> _Aufgaben_:
[a] In welchem Jahr wurde laut dem Text zur Anzeigetafel die Gedenkstätte eingeweiht, zu der die Tafel gehört?
[b] Aktualisiere den Text zur Anzeigetafel von „Metzer Straße 124, 66117“ bis einschließlich „in diesem Moment.“ und setze dabei „Platte“ an die Stelle von „Tafel“.

> _Text zur Analyse_:
Die Anzeigetafel mit dem Familienfoto

Metzer Straße 124, 66117 Saarbrücken, DE

Nicht hinsehen wollen:
Die Tafel aus Beton enthält eine Fotografie. Sie gehört zur 2004 eingeweihten Gedenkstätte. Deren Konzept macht das Nebeneinander von Terror und Alltag im Nationalsozialismus deutlich. Ob es nur eine graue Fläche oder ein Foto einer Familienidylle vor einem Lager war, in dem Menschen zu Tode gequält wurden, bleibt dem Standpunkt und der Haltung des Betrachtenden überlassen. Auch damals wussten die Saarbrücker*innen was dort geschah. Er/Sie konnte und kann heute sehen und erkennen, was an diesem Ort geschah, wenn er/sie es will: Im Jahr 1943, im Jahr 2004 oder genau jetzt in diesem Moment.

> _Vorliegende Zeilen_:
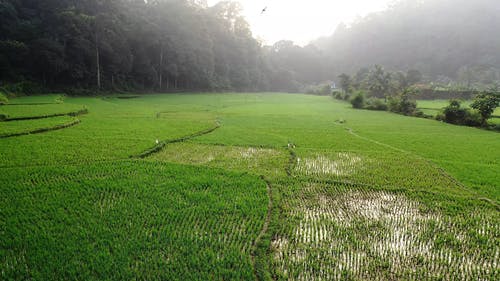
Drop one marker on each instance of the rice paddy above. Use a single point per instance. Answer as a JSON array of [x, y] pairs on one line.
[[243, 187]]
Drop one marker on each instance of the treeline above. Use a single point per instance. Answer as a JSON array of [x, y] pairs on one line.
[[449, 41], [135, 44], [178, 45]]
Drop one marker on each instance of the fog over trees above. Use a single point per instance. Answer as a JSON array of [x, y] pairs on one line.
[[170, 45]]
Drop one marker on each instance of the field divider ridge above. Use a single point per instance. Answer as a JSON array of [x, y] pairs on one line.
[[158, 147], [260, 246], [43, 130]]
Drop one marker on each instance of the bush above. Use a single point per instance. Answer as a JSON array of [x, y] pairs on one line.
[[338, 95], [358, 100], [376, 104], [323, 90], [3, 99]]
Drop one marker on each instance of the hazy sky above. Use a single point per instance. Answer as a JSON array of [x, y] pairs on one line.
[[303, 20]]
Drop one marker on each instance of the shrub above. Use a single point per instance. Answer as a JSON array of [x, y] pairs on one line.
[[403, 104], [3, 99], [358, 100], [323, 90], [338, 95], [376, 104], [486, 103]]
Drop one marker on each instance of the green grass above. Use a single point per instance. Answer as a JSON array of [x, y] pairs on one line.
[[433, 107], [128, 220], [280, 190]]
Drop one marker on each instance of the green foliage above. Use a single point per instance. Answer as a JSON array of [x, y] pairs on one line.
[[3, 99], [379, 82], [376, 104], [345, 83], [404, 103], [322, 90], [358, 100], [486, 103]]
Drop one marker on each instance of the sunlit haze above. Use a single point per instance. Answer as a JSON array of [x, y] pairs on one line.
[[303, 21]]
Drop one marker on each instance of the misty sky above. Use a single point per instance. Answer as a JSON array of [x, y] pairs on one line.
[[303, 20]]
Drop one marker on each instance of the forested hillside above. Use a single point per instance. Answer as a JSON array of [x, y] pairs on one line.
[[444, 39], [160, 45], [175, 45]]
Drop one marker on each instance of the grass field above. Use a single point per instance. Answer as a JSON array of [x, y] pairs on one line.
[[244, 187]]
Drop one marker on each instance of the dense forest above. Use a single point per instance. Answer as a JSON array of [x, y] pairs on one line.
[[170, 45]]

> _Antworten_:
[a] 2004

[b]
Metzer Straße 124, 66117 Saarbrücken, DE

Nicht hinsehen wollen:
Die Platte aus Beton enthält eine Fotografie. Sie gehört zur 2004 eingeweihten Gedenkstätte. Deren Konzept macht das Nebeneinander von Terror und Alltag im Nationalsozialismus deutlich. Ob es nur eine graue Fläche oder ein Foto einer Familienidylle vor einem Lager war, in dem Menschen zu Tode gequält wurden, bleibt dem Standpunkt und der Haltung des Betrachtenden überlassen. Auch damals wussten die Saarbrücker*innen was dort geschah. Er/Sie konnte und kann heute sehen und erkennen, was an diesem Ort geschah, wenn er/sie es will: Im Jahr 1943, im Jahr 2004 oder genau jetzt in diesem Moment.